Give the data a second time, exactly and in full.

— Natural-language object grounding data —
=== Section Start ===

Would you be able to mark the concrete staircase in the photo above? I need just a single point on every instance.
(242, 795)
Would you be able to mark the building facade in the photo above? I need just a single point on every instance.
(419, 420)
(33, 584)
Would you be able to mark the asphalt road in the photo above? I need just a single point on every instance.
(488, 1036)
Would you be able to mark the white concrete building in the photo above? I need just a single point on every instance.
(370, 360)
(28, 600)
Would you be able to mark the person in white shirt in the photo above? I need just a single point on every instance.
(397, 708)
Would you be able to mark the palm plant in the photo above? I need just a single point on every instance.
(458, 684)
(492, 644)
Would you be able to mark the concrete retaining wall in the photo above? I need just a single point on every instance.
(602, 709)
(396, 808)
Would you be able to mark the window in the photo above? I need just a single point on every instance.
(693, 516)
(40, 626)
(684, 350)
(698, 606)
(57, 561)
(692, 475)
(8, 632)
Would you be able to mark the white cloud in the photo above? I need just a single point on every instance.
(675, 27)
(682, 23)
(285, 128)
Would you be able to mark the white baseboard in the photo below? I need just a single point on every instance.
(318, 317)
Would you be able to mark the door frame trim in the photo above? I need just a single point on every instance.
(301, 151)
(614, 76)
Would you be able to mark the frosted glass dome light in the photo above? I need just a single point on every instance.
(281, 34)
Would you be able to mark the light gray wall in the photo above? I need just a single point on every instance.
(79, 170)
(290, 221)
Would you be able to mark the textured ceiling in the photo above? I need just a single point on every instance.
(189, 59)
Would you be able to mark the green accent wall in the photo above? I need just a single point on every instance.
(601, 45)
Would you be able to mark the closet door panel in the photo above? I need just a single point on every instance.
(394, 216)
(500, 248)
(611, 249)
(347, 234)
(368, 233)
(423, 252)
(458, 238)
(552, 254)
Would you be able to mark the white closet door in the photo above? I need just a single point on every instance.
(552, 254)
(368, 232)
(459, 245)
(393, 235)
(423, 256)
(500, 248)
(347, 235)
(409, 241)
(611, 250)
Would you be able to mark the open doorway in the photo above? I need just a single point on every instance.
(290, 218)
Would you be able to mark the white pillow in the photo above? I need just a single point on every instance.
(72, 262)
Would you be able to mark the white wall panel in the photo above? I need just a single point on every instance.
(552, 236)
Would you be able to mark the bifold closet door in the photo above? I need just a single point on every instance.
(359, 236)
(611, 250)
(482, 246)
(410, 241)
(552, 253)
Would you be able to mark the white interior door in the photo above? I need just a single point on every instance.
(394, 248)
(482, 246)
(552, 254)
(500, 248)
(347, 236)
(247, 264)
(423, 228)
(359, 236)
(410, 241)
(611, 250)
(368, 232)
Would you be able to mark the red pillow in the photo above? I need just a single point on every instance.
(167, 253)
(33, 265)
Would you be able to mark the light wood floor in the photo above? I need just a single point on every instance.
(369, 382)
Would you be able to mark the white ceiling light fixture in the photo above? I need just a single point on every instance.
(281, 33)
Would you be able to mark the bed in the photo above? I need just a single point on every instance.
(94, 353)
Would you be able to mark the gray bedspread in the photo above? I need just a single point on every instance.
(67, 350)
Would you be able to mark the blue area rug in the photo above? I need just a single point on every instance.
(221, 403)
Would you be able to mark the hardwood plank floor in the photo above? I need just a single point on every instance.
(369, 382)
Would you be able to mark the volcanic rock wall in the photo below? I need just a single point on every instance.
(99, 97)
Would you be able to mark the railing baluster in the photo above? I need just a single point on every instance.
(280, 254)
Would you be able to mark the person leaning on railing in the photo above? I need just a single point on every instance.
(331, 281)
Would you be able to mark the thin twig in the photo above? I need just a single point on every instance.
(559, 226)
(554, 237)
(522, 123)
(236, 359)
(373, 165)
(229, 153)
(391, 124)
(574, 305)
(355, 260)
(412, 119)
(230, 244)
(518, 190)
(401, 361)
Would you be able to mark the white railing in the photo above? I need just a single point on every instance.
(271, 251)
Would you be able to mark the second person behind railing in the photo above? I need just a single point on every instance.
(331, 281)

=== Section End ===

— Written solution —
Would you be able to mark the concrete staircase in the photo above? I need just a single point on every instance.
(242, 795)
Would you be able to mark the building facade in the photo above? I need just a single point on every instance.
(419, 420)
(33, 584)
Would you be able to mark the asphalt road in the photo above? I need just a single point on every instance.
(488, 1036)
Would you be able to mark the white concrete building in the photo above? I need just a single point on every instance.
(370, 360)
(28, 600)
Would you be able to mark the person in white shirt in the photo above? I need just a single point on every instance.
(397, 708)
Would you be able to mark the palm plant in the photo above? I need just a single point on every instance.
(458, 684)
(492, 644)
Would you be able to mark the concrete retaining wall in the photo above? I need just a single point on every instance.
(602, 709)
(396, 808)
Would you be able to mark the window in the photo above? I need just a single point on every instance.
(693, 516)
(40, 626)
(684, 350)
(698, 606)
(57, 561)
(692, 475)
(8, 632)
Would you be able to mark the white cloud in the photo above? I need just a single point on every instance.
(675, 27)
(682, 23)
(285, 128)
Would you be able to mark the white baseboard in the photo below? I need just a single point on every instance.
(318, 317)
Would you be able to mark the door frame trim in the photo above? I need just a single point on every instance.
(301, 151)
(614, 76)
Would you be able to mark the frosted glass dome light in the photo above? I need just a single point on every instance.
(281, 34)
Would you be able to mark the light gray wall in the photo above? I need just a single point on every instance.
(79, 170)
(290, 221)
Would you be able to mark the textured ceiling in the photo above? I need just a single point on every instance.
(189, 59)
Would you be able to mark the green accent wall in the photo above? I need just a single point on every instance.
(601, 45)
Would you be able to mark the closet door panel in the photo above? I need just a single point on every instance.
(394, 216)
(500, 248)
(611, 249)
(347, 234)
(368, 233)
(423, 252)
(458, 238)
(552, 254)
Would you be able to mark the white closet door in the photo above? I need just a single point on every instance.
(552, 254)
(368, 232)
(459, 245)
(393, 235)
(423, 256)
(500, 248)
(347, 235)
(409, 241)
(611, 250)
Would you be able to mark the open doorway in the photo above? I need just a single point on every instance.
(290, 218)
Would you be able to mark the white pillow in the photo above? I need just a single point on every instance.
(72, 262)
Would you be able to mark the white wall panel in the photo above? I need just a single point on every instance.
(552, 236)
Would you be able to mark the bifold closet door in the photo above? I need just a single point on every instance.
(359, 236)
(611, 250)
(482, 246)
(410, 241)
(552, 253)
Would you be able to mark the white interior door in the photo above? I need just a single point on every instance.
(394, 248)
(482, 246)
(552, 254)
(500, 248)
(347, 236)
(247, 264)
(423, 228)
(359, 236)
(410, 241)
(611, 250)
(368, 232)
Would you be able to mark the red pillow in the photo above? I need just a single point on every instance.
(167, 253)
(33, 265)
Would you be able to mark the light wood floor in the photo above? I need just a single point on every instance.
(369, 382)
Would you be able to mark the white ceiling light fixture in the photo above? I need just a single point on every instance.
(281, 33)
Would you be able to mark the bed in the photo above? I need just a single point on every instance.
(94, 353)
Would you be able to mark the gray bedspread in the photo above? I need just a single point on every instance.
(67, 350)
Would you be able to mark the blue area rug in the photo above? I need just a single point on every instance.
(221, 403)
Would you be able to mark the hardwood plank floor in the photo above? I need just a single point on every instance.
(369, 382)
Would you be able to mark the volcanic rock wall in the photo below? I need just a single point on every instance.
(99, 97)
Would you be able to mark the railing baluster in the photo above? I need just a single point on every instance.
(280, 254)
Would you be able to mark the person leaning on railing in the photo above? I need just a single point on every instance.
(331, 281)
Would you be able to mark the thin twig in the photo above? I need just a single point on every instance.
(559, 226)
(554, 237)
(522, 123)
(236, 359)
(373, 165)
(229, 153)
(391, 124)
(574, 305)
(355, 260)
(412, 119)
(230, 244)
(518, 190)
(401, 361)
Would you be able to mark the white railing in the photo above? I need just a single point on every instance.
(271, 251)
Would you be able to mark the second person behind railing in the photo above? I need just a single point on every instance.
(331, 281)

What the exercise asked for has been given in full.